> _WORK REQUIRED_: Write out exactly the lines below that run from the one containing "Expected behaviour: the pointer locates the dirt" through the one containing "Expected behaviour: the pointer locates the ornamental", both included, with no other lines.

> _DATASET EXCERPTS_:
****************************************

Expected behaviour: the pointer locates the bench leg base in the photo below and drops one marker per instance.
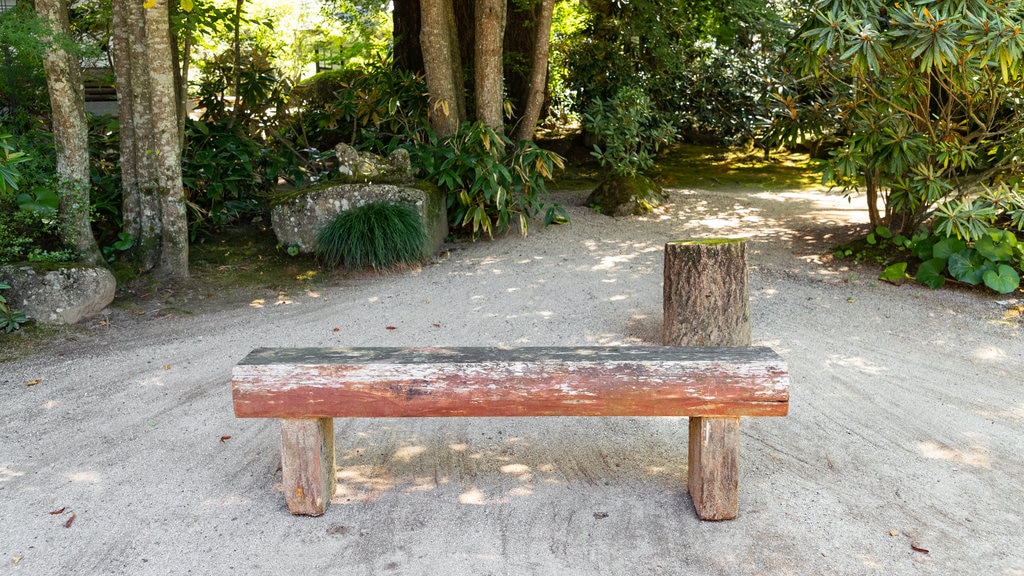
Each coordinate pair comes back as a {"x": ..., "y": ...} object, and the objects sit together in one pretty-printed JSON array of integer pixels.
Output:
[
  {"x": 714, "y": 466},
  {"x": 307, "y": 464}
]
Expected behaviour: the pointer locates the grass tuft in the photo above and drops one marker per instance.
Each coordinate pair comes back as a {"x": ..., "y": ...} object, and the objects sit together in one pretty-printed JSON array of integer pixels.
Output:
[{"x": 377, "y": 235}]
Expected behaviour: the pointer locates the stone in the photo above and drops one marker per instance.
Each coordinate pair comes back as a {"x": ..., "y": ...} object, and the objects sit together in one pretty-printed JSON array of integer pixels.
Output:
[
  {"x": 627, "y": 196},
  {"x": 355, "y": 166},
  {"x": 298, "y": 219},
  {"x": 58, "y": 295}
]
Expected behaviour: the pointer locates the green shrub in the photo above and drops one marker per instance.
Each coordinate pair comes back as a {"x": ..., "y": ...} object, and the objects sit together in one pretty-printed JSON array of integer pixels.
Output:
[
  {"x": 10, "y": 320},
  {"x": 378, "y": 235},
  {"x": 488, "y": 180},
  {"x": 630, "y": 130}
]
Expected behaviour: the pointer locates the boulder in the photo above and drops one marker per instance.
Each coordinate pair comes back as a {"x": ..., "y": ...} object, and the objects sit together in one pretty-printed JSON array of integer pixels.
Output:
[
  {"x": 58, "y": 295},
  {"x": 625, "y": 196},
  {"x": 355, "y": 166},
  {"x": 299, "y": 218}
]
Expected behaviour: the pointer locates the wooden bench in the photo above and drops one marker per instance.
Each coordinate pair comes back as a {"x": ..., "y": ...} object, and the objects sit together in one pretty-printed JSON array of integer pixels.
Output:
[{"x": 307, "y": 387}]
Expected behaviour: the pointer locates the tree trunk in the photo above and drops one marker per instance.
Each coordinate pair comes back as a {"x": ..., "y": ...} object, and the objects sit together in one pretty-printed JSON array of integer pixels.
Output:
[
  {"x": 174, "y": 223},
  {"x": 71, "y": 135},
  {"x": 706, "y": 296},
  {"x": 538, "y": 76},
  {"x": 487, "y": 68},
  {"x": 439, "y": 55},
  {"x": 406, "y": 36},
  {"x": 707, "y": 304},
  {"x": 138, "y": 179}
]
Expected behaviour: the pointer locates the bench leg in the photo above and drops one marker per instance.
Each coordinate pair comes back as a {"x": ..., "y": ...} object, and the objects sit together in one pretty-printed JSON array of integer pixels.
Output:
[
  {"x": 307, "y": 464},
  {"x": 714, "y": 466}
]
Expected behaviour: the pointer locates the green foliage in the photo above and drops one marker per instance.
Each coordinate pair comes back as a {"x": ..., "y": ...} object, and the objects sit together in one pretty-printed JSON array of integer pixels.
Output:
[
  {"x": 372, "y": 107},
  {"x": 378, "y": 235},
  {"x": 923, "y": 98},
  {"x": 224, "y": 173},
  {"x": 23, "y": 84},
  {"x": 993, "y": 259},
  {"x": 10, "y": 320},
  {"x": 630, "y": 130},
  {"x": 489, "y": 181},
  {"x": 704, "y": 64}
]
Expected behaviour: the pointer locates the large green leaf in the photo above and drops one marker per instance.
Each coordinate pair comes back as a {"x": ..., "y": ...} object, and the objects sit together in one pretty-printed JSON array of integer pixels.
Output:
[
  {"x": 895, "y": 274},
  {"x": 1004, "y": 279},
  {"x": 947, "y": 246},
  {"x": 930, "y": 273},
  {"x": 969, "y": 266},
  {"x": 996, "y": 246}
]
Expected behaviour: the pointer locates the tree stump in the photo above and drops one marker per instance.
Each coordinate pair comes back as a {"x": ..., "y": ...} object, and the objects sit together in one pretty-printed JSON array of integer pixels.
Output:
[
  {"x": 707, "y": 304},
  {"x": 706, "y": 298}
]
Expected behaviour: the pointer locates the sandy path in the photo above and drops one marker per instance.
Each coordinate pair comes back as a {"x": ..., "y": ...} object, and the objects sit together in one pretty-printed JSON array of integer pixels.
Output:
[{"x": 906, "y": 425}]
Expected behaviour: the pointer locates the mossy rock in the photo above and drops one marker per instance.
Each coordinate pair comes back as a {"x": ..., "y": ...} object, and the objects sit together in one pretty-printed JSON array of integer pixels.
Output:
[{"x": 622, "y": 196}]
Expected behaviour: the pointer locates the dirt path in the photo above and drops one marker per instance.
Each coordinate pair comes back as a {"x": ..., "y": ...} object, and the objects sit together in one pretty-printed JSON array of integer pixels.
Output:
[{"x": 905, "y": 434}]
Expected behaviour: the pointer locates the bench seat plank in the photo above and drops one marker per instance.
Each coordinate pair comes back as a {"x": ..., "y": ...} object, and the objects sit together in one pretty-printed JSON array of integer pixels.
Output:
[{"x": 522, "y": 381}]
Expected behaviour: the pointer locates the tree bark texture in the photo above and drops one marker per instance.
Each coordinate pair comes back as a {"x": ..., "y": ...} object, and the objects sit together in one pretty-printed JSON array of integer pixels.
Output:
[
  {"x": 307, "y": 464},
  {"x": 167, "y": 150},
  {"x": 534, "y": 100},
  {"x": 439, "y": 52},
  {"x": 138, "y": 178},
  {"x": 707, "y": 303},
  {"x": 488, "y": 90},
  {"x": 71, "y": 135},
  {"x": 406, "y": 36},
  {"x": 706, "y": 297}
]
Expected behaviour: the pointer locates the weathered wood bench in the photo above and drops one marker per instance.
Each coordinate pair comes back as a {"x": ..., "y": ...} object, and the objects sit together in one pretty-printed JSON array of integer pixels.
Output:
[{"x": 307, "y": 387}]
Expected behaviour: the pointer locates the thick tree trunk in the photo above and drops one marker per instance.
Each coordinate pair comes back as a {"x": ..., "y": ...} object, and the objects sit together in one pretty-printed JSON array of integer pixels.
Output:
[
  {"x": 174, "y": 223},
  {"x": 488, "y": 90},
  {"x": 71, "y": 135},
  {"x": 138, "y": 179},
  {"x": 538, "y": 76},
  {"x": 707, "y": 304},
  {"x": 439, "y": 55},
  {"x": 706, "y": 295}
]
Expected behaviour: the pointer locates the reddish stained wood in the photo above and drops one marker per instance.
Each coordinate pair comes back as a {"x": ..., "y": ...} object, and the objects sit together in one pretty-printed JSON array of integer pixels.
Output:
[{"x": 551, "y": 381}]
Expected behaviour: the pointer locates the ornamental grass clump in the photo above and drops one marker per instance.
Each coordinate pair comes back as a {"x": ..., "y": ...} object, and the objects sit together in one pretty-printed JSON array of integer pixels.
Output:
[{"x": 379, "y": 235}]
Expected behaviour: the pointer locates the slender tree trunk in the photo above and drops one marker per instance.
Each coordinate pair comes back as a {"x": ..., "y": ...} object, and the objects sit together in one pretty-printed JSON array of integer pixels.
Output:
[
  {"x": 439, "y": 53},
  {"x": 138, "y": 178},
  {"x": 406, "y": 36},
  {"x": 488, "y": 90},
  {"x": 174, "y": 223},
  {"x": 71, "y": 135},
  {"x": 539, "y": 74}
]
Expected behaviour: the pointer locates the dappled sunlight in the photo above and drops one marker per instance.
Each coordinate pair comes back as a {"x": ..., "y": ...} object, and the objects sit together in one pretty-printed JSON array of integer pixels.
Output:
[
  {"x": 361, "y": 483},
  {"x": 976, "y": 456},
  {"x": 87, "y": 477},
  {"x": 989, "y": 354},
  {"x": 1015, "y": 413},
  {"x": 855, "y": 363},
  {"x": 7, "y": 475}
]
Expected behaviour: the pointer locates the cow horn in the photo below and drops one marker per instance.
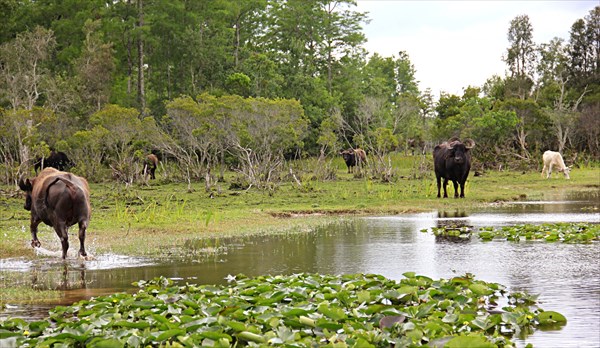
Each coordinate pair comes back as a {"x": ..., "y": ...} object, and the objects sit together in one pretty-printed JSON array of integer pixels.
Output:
[
  {"x": 24, "y": 184},
  {"x": 469, "y": 143}
]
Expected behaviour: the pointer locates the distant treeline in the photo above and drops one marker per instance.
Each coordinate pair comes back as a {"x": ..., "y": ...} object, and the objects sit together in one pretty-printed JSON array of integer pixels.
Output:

****************************************

> _WRITTEN ANSWER_:
Expected behaviour: the pointer locates the dirt path in the photo above and drops one marker per instance.
Each coordinate pair comes back as a {"x": ..., "y": ...} object, and the objects sit together in one pretty-printed JSON array of integer pixels.
Output:
[{"x": 905, "y": 434}]
Expected behaviour: the pointer locates the bench seat plank in the photo above and drops one marker per instance.
Each coordinate pair comes back as a {"x": ..., "y": ...} object, and the objects sit together in one pretty-printed JSON array of integer pixels.
Output:
[{"x": 522, "y": 381}]
Expected behaviour: the pointer locates the tree bark texture in the photo above and drops one marker per instance.
Each coordinate pair comes back as a {"x": ..., "y": ...} object, and the objects sit together in one pretty-printed JSON array of integer pixels.
Output:
[
  {"x": 307, "y": 464},
  {"x": 167, "y": 150},
  {"x": 534, "y": 100},
  {"x": 439, "y": 52},
  {"x": 138, "y": 178},
  {"x": 707, "y": 303},
  {"x": 488, "y": 90},
  {"x": 71, "y": 135},
  {"x": 406, "y": 36},
  {"x": 706, "y": 297}
]
Expected behaviour: the pointer locates the weathered wood bench in the photo above and drops one marker per instance.
Each coordinate pair comes back as a {"x": ..., "y": ...} object, and the objects sit together in one pretty-printed JSON array of integer pixels.
Output:
[{"x": 307, "y": 387}]
Expected behaviour: the pointer locates the thick tree trunk in the photo above and drops one marker per instance.
Each coordinate pair comes back as a {"x": ..., "y": ...} object, and the objects sit together in one pretty-printed JSON array of integer pixels.
Output:
[
  {"x": 174, "y": 223},
  {"x": 488, "y": 90},
  {"x": 71, "y": 135},
  {"x": 138, "y": 179},
  {"x": 538, "y": 76},
  {"x": 707, "y": 304},
  {"x": 439, "y": 55},
  {"x": 706, "y": 295}
]
Expected behaviour: the pointer locates the reddish stained wood in the photo above and drops one marker per instance.
Each coordinate pair comes back as a {"x": ..., "y": ...} object, and the objects sit together in one pretty-printed JSON array of integer pixels.
Output:
[{"x": 551, "y": 381}]
Expected behaviour: the pointer locates the ornamental grass clump in the photo above and drops one marker per instance.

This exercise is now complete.